** Задание a **
Оформите в виде таблицы Markdown с колонками «№» и «Строка» ту часть записей, которая начинается строкой, содержащей "the blurred window", и заканчивается строкой, содержащей "point(255, 441)", включая обе. Для каждой строки укажите ее порядковый номер и саму строку, а пустые строки пропустите.

** Выбранный текст **
----------

Ситуация Гурджиева в 1933–1936 годах была отчаянной. В Америке он фактически потерял все свои позиции. В Нью-Йорке у него оставалось не больше двух-трех десятков учеников. Никто не понимал, что происходит, никто не знал, что он намерен делать. Последовавшие за этим продажа шато Приера и публикация “Вестника грядущего добра” еще больше запутали тех, кто пробовал что-то понять. Казалось, Гурджиев потерял интерес к институту, к ученикам, всему, кроме своих книг. Он был раздражителен, замкнут и угрюм, все, кто видел его в этот период, писали об овладевшей им глубокой апатии. Помимо всего прочего, один за другим стали умирать люди из его окружения: Александр де Зальцман умер в 1933 году, Ораж – в 1934 году, позже скончались его брат Дмитрий и д-р Стерневал. С середины 1933 и до середины 1935 года Гурджиев провел большую часть времени в Америке, пытаясь поправить свои дела и привлечь интерес к своему делу. Долго готовилась его встреча с таинственным американским сенатором, которая так и не состоялась: в последнюю минуту сенатор увильнул от встречи. Гурджиев пытался даже привлечь интерес советских чиновников к своей воспитательной системе, но интереса у них не вызвал. Несколько раз он возвращался в Европу и ездил в Германию. Имеется сообщение Джона Беннетта о короткой и, очевидно, безрезультатной поездке Гурджиева в 1935 году в Центральную Азию.

----------

** Исходные записи **
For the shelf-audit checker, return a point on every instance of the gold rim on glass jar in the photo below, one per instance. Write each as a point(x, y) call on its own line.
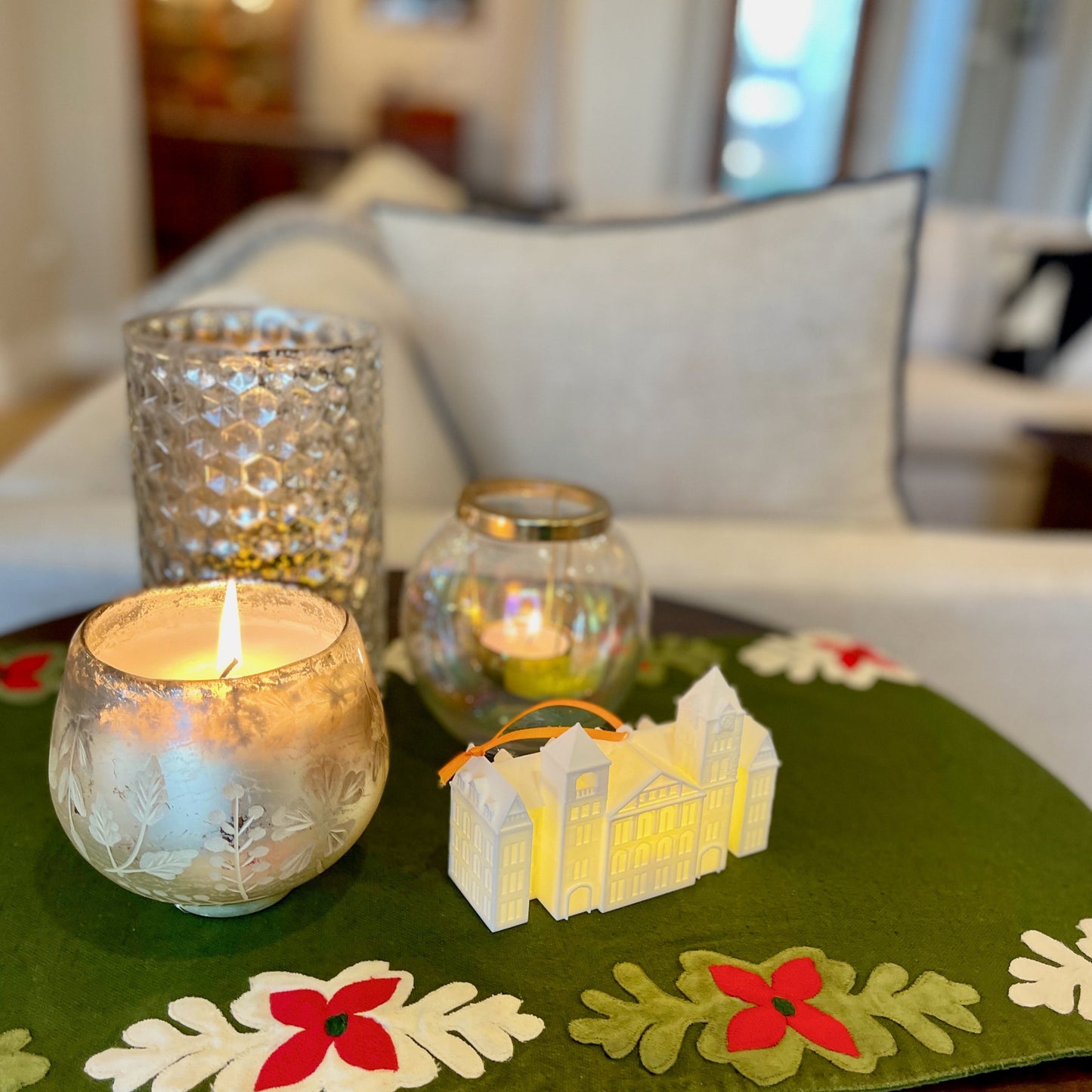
point(527, 593)
point(525, 510)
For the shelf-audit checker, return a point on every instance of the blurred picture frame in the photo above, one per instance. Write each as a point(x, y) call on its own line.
point(422, 12)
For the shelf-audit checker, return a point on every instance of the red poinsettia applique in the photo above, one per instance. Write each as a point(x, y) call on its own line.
point(358, 1040)
point(852, 653)
point(21, 674)
point(779, 1004)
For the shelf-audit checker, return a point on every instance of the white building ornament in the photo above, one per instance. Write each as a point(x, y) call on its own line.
point(581, 827)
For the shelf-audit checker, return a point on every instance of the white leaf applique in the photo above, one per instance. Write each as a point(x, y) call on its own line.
point(354, 1031)
point(809, 654)
point(460, 1035)
point(1054, 984)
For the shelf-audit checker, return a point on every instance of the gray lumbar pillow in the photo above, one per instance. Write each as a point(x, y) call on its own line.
point(739, 362)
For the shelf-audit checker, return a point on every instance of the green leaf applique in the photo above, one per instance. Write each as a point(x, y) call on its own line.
point(761, 1018)
point(691, 655)
point(19, 1070)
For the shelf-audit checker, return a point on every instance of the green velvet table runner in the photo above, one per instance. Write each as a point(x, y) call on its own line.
point(911, 849)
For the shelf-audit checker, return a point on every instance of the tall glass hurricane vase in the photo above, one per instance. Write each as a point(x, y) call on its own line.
point(255, 438)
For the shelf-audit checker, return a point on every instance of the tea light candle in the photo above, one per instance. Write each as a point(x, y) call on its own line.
point(525, 637)
point(214, 747)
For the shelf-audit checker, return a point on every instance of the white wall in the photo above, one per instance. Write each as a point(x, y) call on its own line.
point(486, 68)
point(73, 227)
point(613, 102)
point(640, 100)
point(29, 287)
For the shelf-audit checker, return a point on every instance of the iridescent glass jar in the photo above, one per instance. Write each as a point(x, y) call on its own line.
point(257, 449)
point(216, 794)
point(527, 594)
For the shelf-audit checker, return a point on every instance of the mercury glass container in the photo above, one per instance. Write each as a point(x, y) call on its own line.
point(218, 795)
point(255, 438)
point(527, 593)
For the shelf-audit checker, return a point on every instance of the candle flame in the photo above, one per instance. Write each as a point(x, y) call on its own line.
point(230, 647)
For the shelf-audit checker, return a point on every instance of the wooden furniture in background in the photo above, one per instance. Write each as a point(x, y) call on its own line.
point(1067, 505)
point(432, 131)
point(223, 125)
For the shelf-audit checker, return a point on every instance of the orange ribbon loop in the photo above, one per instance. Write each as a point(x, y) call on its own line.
point(545, 732)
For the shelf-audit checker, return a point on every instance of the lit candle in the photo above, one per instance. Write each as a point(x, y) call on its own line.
point(527, 637)
point(215, 747)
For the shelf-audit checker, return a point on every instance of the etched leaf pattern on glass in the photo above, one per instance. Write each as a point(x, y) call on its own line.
point(326, 812)
point(237, 853)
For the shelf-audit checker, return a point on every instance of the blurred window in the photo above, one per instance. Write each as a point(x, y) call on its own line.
point(787, 100)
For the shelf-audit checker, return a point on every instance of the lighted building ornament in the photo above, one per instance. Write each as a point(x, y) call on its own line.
point(581, 827)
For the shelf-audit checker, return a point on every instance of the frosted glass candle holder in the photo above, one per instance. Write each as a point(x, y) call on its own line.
point(527, 593)
point(218, 795)
point(255, 441)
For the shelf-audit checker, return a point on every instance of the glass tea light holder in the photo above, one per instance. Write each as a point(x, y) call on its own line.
point(215, 747)
point(527, 593)
point(255, 438)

----------

** Задание b **
Скопируйте текст о Гурджиеве целиком, слово в слово.

** Правильный ответ a **
| № | Строка |
|---|---|
| 1 | For the shelf-audit checker, return a point on every instance of the blurred window in the photo above, one per instance. Write each as a point(x, y) call on its own line. |
| 2 | point(787, 100) |
| 3 | For the shelf-audit checker, return a point on every instance of the lighted building ornament in the photo above, one per instance. Write each as a point(x, y) call on its own line. |
| 4 | point(581, 827) |
| 5 | For the shelf-audit checker, return a point on every instance of the frosted glass candle holder in the photo above, one per instance. Write each as a point(x, y) call on its own line. |
| 6 | point(527, 593) |
| 7 | point(218, 795) |
| 8 | point(255, 441) |

** Правильный ответ b **
Ситуация Гурджиева в 1933–1936 годах была отчаянной. В Америке он фактически потерял все свои позиции. В Нью-Йорке у него оставалось не больше двух-трех десятков учеников. Никто не понимал, что происходит, никто не знал, что он намерен делать. Последовавшие за этим продажа шато Приера и публикация “Вестника грядущего добра” еще больше запутали тех, кто пробовал что-то понять. Казалось, Гурджиев потерял интерес к институту, к ученикам, всему, кроме своих книг. Он был раздражителен, замкнут и угрюм, все, кто видел его в этот период, писали об овладевшей им глубокой апатии. Помимо всего прочего, один за другим стали умирать люди из его окружения: Александр де Зальцман умер в 1933 году, Ораж – в 1934 году, позже скончались его брат Дмитрий и д-р Стерневал. С середины 1933 и до середины 1935 года Гурджиев провел большую часть времени в Америке, пытаясь поправить свои дела и привлечь интерес к своему делу. Долго готовилась его встреча с таинственным американским сенатором, которая так и не состоялась: в последнюю минуту сенатор увильнул от встречи. Гурджиев пытался даже привлечь интерес советских чиновников к своей воспитательной системе, но интереса у них не вызвал. Несколько раз он возвращался в Европу и ездил в Германию. Имеется сообщение Джона Беннетта о короткой и, очевидно, безрезультатной поездке Гурджиева в 1935 году в Центральную Азию.